* _What to do_: From the line containing "[seg] hockey player" down to the last line of the records below, copy every line exactly. Leave out everything before it.
[Start of Material shown]
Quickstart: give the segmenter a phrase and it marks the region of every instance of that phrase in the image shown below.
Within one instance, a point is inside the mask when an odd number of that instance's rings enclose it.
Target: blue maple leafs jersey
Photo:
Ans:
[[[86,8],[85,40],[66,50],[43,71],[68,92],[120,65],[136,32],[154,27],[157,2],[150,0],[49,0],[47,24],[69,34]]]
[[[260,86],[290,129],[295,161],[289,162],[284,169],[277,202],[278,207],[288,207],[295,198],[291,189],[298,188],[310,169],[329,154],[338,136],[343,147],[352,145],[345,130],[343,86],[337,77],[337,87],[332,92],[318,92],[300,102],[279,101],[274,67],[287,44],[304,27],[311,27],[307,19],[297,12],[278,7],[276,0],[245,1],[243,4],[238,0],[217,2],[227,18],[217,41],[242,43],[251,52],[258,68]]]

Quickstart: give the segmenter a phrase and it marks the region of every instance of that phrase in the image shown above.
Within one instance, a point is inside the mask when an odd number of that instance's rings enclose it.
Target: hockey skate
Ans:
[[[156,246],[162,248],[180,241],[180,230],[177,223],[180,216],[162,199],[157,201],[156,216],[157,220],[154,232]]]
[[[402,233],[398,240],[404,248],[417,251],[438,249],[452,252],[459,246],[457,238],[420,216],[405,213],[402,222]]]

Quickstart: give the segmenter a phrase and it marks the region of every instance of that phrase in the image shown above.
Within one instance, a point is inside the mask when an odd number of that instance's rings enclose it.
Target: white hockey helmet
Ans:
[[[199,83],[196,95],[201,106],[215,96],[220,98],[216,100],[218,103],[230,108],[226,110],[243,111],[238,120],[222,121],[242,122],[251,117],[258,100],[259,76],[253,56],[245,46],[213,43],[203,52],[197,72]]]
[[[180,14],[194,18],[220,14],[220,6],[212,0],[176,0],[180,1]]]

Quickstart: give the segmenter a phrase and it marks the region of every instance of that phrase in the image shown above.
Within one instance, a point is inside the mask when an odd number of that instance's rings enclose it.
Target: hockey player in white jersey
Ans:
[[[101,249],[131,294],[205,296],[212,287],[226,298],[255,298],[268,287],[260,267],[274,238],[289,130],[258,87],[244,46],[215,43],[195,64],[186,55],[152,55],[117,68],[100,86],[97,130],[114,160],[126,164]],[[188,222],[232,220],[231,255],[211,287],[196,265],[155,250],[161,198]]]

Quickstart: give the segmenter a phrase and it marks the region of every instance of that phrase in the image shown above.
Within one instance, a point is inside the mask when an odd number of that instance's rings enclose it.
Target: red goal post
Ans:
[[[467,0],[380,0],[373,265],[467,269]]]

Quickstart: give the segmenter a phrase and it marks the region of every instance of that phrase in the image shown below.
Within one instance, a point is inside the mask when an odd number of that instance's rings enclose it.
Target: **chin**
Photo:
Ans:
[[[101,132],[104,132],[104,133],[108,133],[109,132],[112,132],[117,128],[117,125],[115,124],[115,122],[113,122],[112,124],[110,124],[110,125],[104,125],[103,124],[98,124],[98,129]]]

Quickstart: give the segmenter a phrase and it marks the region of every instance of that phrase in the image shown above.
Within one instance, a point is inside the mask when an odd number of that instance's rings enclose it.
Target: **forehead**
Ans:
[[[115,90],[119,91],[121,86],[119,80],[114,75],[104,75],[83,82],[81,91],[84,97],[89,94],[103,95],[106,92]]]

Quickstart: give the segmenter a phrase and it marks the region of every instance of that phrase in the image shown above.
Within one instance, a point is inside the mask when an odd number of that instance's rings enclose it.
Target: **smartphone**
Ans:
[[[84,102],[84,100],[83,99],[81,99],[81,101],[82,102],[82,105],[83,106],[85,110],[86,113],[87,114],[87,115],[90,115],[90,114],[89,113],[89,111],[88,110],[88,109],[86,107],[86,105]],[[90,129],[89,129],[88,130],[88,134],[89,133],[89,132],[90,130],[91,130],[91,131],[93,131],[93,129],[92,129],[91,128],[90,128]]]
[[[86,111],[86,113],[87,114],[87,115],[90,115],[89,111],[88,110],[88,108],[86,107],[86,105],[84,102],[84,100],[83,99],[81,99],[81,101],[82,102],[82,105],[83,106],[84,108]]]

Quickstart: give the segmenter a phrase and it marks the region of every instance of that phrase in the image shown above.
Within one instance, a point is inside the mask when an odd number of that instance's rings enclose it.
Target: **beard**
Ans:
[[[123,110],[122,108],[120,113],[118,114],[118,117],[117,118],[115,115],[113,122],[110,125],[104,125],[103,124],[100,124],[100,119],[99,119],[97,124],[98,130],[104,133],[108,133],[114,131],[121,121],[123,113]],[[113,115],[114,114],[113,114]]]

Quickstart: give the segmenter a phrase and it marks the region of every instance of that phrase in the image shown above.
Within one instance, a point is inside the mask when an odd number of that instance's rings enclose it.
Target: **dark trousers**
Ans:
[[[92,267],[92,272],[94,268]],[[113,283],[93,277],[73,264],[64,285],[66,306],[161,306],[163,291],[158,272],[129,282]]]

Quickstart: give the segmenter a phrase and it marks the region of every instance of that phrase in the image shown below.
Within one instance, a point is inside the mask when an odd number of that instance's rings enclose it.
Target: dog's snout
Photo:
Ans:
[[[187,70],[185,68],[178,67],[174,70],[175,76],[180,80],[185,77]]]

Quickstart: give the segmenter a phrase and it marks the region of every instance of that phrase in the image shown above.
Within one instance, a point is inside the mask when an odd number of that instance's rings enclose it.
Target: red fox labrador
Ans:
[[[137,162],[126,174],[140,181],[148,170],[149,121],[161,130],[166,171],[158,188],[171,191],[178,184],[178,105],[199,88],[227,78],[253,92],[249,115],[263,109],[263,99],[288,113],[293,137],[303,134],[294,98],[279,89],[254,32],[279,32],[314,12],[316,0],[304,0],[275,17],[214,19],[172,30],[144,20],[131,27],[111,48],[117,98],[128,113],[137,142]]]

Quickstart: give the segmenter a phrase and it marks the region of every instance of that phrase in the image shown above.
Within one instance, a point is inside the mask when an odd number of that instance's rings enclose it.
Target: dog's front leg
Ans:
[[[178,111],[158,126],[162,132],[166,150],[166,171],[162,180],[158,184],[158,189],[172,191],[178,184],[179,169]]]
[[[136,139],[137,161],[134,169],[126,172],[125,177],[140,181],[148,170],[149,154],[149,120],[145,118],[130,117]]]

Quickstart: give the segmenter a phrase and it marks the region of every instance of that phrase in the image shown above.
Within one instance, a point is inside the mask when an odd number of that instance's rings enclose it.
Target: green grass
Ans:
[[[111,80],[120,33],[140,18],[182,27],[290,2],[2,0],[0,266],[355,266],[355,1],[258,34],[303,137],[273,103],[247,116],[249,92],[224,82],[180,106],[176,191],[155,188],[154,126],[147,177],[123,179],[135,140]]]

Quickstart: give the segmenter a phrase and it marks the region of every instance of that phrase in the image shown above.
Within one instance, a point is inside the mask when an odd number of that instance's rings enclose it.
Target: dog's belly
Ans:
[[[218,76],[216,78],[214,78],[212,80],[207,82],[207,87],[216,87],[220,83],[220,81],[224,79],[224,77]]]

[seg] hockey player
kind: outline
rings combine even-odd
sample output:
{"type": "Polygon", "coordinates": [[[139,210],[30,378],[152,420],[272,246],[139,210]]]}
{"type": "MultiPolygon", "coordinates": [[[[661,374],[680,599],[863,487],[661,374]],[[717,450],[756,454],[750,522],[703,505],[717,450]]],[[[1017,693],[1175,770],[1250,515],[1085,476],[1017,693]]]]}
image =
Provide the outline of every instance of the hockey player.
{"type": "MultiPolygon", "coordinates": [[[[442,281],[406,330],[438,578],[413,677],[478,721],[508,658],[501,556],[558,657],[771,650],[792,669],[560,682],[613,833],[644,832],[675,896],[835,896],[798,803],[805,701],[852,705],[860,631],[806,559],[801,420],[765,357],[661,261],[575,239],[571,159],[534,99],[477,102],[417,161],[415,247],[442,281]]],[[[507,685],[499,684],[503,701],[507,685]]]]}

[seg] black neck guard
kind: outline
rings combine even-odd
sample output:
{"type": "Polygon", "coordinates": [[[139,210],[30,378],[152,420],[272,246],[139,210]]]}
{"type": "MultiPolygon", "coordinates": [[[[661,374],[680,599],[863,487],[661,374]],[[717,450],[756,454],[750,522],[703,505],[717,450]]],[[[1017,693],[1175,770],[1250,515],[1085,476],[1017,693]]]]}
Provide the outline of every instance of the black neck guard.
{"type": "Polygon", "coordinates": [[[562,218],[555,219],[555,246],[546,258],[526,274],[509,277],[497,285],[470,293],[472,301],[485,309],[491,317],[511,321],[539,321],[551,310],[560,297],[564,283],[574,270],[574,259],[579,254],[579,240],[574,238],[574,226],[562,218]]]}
[End of Material shown]
* _Written solution_:
[seg] hockey player
kind: outline
rings combine even-odd
sample output:
{"type": "Polygon", "coordinates": [[[139,210],[30,378],[152,420],[272,246],[139,210]]]}
{"type": "MultiPolygon", "coordinates": [[[[661,374],[680,599],[863,487],[661,374]],[[717,450],[756,454],[750,522],[703,505],[717,450]]],[[[1017,693],[1175,770],[1250,515],[1085,476],[1017,693]]]]}
image =
Provide the outline of every instance of the hockey player.
{"type": "MultiPolygon", "coordinates": [[[[442,281],[406,330],[438,578],[413,677],[478,721],[508,658],[501,556],[558,657],[771,650],[792,669],[560,682],[613,833],[644,832],[675,896],[835,896],[798,803],[805,701],[852,705],[860,631],[806,559],[801,420],[765,357],[661,261],[575,239],[571,159],[534,99],[477,102],[417,161],[415,247],[442,281]]],[[[507,685],[499,684],[503,701],[507,685]]]]}

[seg] black neck guard
kind: outline
rings combine even-odd
sample output:
{"type": "Polygon", "coordinates": [[[139,210],[30,378],[152,420],[272,246],[139,210]]]}
{"type": "MultiPolygon", "coordinates": [[[[661,374],[680,599],[863,487],[661,374]],[[717,450],[756,454],[750,522],[703,505],[717,450]]],[[[1017,693],[1175,770],[1250,515],[1085,476],[1017,693]]]]}
Provide the outline of every instance of the black neck guard.
{"type": "Polygon", "coordinates": [[[562,218],[555,219],[555,246],[546,258],[526,274],[509,277],[497,285],[470,293],[472,301],[485,309],[491,317],[511,321],[539,321],[551,310],[560,297],[564,283],[574,270],[574,259],[579,254],[579,240],[574,238],[574,226],[562,218]]]}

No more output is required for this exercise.